(Pointing records)
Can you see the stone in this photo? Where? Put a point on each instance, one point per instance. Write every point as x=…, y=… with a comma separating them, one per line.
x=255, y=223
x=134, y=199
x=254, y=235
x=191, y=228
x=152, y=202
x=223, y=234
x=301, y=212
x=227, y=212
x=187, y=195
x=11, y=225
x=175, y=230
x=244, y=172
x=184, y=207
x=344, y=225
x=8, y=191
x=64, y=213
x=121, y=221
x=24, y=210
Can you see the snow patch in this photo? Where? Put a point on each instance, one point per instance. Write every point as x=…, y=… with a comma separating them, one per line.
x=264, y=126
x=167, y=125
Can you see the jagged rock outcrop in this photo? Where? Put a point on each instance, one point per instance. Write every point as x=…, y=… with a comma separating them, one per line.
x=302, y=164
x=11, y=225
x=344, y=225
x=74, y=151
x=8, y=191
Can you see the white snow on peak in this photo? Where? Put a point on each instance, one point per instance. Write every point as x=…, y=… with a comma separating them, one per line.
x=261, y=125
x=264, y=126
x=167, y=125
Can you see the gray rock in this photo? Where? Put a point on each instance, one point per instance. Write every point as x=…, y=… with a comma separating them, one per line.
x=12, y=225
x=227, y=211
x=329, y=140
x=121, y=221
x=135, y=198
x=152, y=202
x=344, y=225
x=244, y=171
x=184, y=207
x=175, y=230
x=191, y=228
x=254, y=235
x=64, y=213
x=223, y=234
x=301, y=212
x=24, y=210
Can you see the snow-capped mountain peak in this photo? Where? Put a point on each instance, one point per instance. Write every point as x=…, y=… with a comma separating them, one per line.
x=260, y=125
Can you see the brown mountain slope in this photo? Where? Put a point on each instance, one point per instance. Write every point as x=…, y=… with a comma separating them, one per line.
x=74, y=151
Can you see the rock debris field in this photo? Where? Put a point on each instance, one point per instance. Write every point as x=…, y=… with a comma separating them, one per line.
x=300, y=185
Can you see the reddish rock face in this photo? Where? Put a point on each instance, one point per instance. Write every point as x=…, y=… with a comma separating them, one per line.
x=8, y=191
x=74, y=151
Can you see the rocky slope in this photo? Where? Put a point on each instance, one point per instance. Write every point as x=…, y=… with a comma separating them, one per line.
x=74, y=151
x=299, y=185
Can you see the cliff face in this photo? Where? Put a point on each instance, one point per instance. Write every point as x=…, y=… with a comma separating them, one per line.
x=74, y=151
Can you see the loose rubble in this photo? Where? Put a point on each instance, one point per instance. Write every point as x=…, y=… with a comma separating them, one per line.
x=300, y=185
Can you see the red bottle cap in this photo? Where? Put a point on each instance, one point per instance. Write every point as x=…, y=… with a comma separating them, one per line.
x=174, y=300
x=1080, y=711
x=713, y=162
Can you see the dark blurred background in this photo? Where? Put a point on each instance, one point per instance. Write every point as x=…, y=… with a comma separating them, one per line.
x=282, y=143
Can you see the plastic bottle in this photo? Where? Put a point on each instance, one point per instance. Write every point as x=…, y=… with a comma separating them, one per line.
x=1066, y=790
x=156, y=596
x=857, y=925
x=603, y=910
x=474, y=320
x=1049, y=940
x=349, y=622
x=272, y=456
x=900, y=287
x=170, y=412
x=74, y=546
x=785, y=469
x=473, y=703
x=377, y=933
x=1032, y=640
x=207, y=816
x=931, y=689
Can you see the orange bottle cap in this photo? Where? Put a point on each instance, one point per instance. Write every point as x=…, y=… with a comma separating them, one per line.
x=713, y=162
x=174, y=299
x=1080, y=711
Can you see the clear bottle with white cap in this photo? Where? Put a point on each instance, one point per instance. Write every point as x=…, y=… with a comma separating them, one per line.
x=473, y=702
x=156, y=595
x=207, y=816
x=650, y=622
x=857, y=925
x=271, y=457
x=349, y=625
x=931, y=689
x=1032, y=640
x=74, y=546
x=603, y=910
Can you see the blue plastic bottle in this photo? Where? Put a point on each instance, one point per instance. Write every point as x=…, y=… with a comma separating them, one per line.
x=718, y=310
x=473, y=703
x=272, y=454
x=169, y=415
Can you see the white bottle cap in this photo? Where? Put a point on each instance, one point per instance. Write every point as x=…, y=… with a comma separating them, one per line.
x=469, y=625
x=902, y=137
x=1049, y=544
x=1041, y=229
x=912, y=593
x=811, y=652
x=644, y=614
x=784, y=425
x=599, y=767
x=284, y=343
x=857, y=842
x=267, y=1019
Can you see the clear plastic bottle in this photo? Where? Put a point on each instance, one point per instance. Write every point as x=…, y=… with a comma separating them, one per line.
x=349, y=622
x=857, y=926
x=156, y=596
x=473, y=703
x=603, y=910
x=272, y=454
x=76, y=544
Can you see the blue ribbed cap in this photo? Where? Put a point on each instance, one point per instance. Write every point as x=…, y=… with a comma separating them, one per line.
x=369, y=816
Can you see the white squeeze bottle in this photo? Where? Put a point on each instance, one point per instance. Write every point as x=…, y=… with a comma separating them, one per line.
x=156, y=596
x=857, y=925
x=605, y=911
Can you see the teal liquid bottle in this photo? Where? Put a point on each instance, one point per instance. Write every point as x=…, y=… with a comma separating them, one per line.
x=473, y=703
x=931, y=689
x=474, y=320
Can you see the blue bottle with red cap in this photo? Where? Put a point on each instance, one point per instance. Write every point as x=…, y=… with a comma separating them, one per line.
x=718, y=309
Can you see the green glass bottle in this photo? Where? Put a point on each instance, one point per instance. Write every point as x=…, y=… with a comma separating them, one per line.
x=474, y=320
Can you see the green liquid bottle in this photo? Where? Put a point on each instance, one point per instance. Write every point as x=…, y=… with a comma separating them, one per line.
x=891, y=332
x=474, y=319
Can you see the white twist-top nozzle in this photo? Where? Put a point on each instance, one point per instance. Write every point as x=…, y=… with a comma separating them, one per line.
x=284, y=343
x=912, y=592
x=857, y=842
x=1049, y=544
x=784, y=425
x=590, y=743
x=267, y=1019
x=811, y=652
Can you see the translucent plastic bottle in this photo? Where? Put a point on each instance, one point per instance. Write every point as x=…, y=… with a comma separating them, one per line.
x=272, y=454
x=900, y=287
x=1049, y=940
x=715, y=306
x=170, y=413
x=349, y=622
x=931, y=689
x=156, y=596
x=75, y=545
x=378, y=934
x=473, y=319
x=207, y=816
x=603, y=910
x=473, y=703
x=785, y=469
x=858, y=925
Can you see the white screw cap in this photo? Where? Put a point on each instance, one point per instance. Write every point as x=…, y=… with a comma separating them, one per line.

- [Task statement] Duplicate all of the material above line by line, word for word, from the first line through the last.

- [Output below]
Can you see the stone in this photo? Where? Put a point on each instance, one point per instance. Write every point as x=…, y=… with a comma separating them, one per line.
x=255, y=223
x=134, y=199
x=254, y=235
x=191, y=228
x=152, y=202
x=223, y=234
x=301, y=212
x=227, y=212
x=187, y=195
x=11, y=225
x=175, y=230
x=244, y=172
x=184, y=207
x=344, y=225
x=8, y=191
x=64, y=213
x=121, y=221
x=24, y=210
Can you see the snow patch in this photo? Where? Put a point on each instance, one point per instance. Write every point as x=…, y=… with a comma separating them, one per line.
x=264, y=126
x=167, y=125
Can you see the jagged rock outcrop in this photo? Where? Put a point on each instance, one point per instance. Write every point as x=…, y=… with a comma separating them, one per line.
x=302, y=164
x=11, y=225
x=344, y=225
x=74, y=151
x=8, y=191
Can you see the white snow on peak in this photo? Where? Put a point on each instance, one point per instance. Write every point as x=…, y=… with a comma separating them, one per line.
x=261, y=125
x=264, y=126
x=167, y=125
Can you see the gray rock in this photo? Where? Put a point on each instance, one point per instance. Write every point as x=…, y=… with a comma separating them, one per line.
x=12, y=225
x=227, y=211
x=329, y=140
x=121, y=221
x=135, y=198
x=152, y=202
x=344, y=225
x=244, y=171
x=184, y=207
x=175, y=230
x=191, y=228
x=254, y=235
x=64, y=213
x=223, y=234
x=301, y=212
x=24, y=210
Can you see the snow-capped mountain peak in this photo? Where? Put a point on each instance, one point per instance. Write every point as x=…, y=… with a comma separating them, one per line.
x=260, y=125
Can you see the brown mountain slope in this photo? Where? Put a point on each instance, one point per instance. Write every point as x=…, y=… with a comma separating them, one per line.
x=74, y=151
Can you see the rock debris field in this photo? Where? Put a point on each instance, one point per instance. Write every point as x=…, y=… with a comma separating them, one per line.
x=300, y=185
Can you see the reddish rock face in this photo? Where? Put a point on each instance, one point per instance. Write every point as x=…, y=… with a comma separating them, one per line.
x=8, y=191
x=74, y=151
Can you see the rocky slope in this photo? Where? Put a point on each instance, one point per instance. Write every point as x=…, y=… with a comma separating them, one per line.
x=74, y=151
x=299, y=185
Can you see the cliff face in this photo? Where? Put a point on each instance, one point per instance. Write every point as x=…, y=… with a comma separating them, one per line.
x=74, y=151
Can you see the loose rubble in this photo? Where? Put a point on each instance, one point per instance. Write every point as x=…, y=… with a comma separating them, one per line.
x=300, y=185
Can you see the red bottle cap in this photo? Where? Put a point on each instance, one point per instance. Write every point as x=…, y=… with a comma separating them, one per line.
x=174, y=300
x=1080, y=711
x=713, y=162
Can you see the dark blurred background in this photo? Where? Put a point on each instance, one point per instance. Write every point as x=…, y=… with a comma separating them, one per line.
x=282, y=143
Can you see the plastic bottle in this photo? Where? Put a point on each instance, one point per instance. Write every point as x=…, y=… with a comma separating them, one per line.
x=1066, y=790
x=156, y=596
x=857, y=925
x=603, y=910
x=474, y=320
x=1049, y=940
x=349, y=622
x=272, y=456
x=900, y=287
x=170, y=412
x=74, y=546
x=785, y=469
x=473, y=703
x=377, y=933
x=1032, y=640
x=207, y=816
x=931, y=689
Can you see the orange bottle cap in this photo? Where? Put a point on each instance, one point per instance. Write every point as x=…, y=… with a comma separating them, one per line.
x=713, y=162
x=174, y=299
x=1080, y=711
Can you see the clear bottle with white cap in this photo? Where? Put a point on each instance, one point per instance. Write every point as x=…, y=… with a comma separating them, one per line.
x=473, y=702
x=156, y=595
x=207, y=816
x=650, y=622
x=857, y=925
x=271, y=457
x=349, y=625
x=931, y=689
x=1032, y=640
x=74, y=546
x=603, y=910
Can you see the blue plastic bottle in this photo? Where? Put a point on each instance, one point per instance. Write every point as x=…, y=… with a comma separating them, one per line.
x=718, y=310
x=473, y=703
x=272, y=454
x=169, y=415
Can you see the white bottle cap in this photo? Where? Put a point on each instance, one point per instance. Write every point as x=…, y=… with a comma separating them, one per line.
x=469, y=625
x=902, y=137
x=1049, y=544
x=1041, y=229
x=912, y=593
x=811, y=652
x=644, y=614
x=784, y=425
x=599, y=767
x=284, y=343
x=857, y=842
x=267, y=1019
Can you see the clear plastic bottle in this photo? Where? Put a point on each instance, one point per instance. Write every point as x=…, y=… with a comma separating them, one per line.
x=349, y=622
x=857, y=926
x=156, y=596
x=473, y=703
x=603, y=910
x=272, y=454
x=76, y=544
Can you see the blue ribbed cap in this photo? Where? Put a point on each instance, one point per instance. Write every point as x=…, y=… with a comma separating them, one per line.
x=369, y=816
Can you see the white squeeze bottle in this photo? Where? Put a point on each instance, one point per instance. Write every point as x=…, y=… with a comma separating them, one per line.
x=156, y=596
x=857, y=925
x=605, y=911
Can you see the teal liquid bottle in this photo? Where? Put a point on each instance, one point per instance. Write every point as x=…, y=… with a comma separating them, one per line.
x=473, y=703
x=931, y=689
x=474, y=320
Can you see the blue bottle with red cap in this photo? Where? Put a point on each instance, one point per instance. Write every point as x=…, y=… with a comma separating them, one per line.
x=718, y=309
Can you see the green glass bottle in this photo? Where? Put a point on each instance, one point per instance. Write every point as x=…, y=… with a comma separating them, one per line.
x=474, y=320
Can you see the green liquid bottle in this photo? Where? Put a point on each instance, one point per instance. Write every point as x=…, y=… with a comma separating them, one per line.
x=891, y=332
x=474, y=319
Can you see the white twist-top nozzle in this photo? Where? Put a point on each instance, one point per instance. Write every point as x=…, y=… with a comma separating them, one per line.
x=284, y=343
x=912, y=592
x=857, y=842
x=1049, y=544
x=784, y=425
x=590, y=743
x=267, y=1019
x=811, y=652
Can you see the translucent plastic bottle in this photo? Where? Put a point on each instance, one point per instance. Write every point as x=…, y=… with a comma separating them, one per line.
x=272, y=454
x=900, y=287
x=1049, y=940
x=715, y=306
x=170, y=413
x=349, y=622
x=931, y=689
x=156, y=596
x=75, y=545
x=378, y=934
x=473, y=319
x=207, y=816
x=603, y=910
x=473, y=703
x=785, y=469
x=858, y=925
Can you see the white screw cap in this photo? Where? Put a point on each instance, one point per instance. Write every point as x=…, y=… with a comma separating them, one per line.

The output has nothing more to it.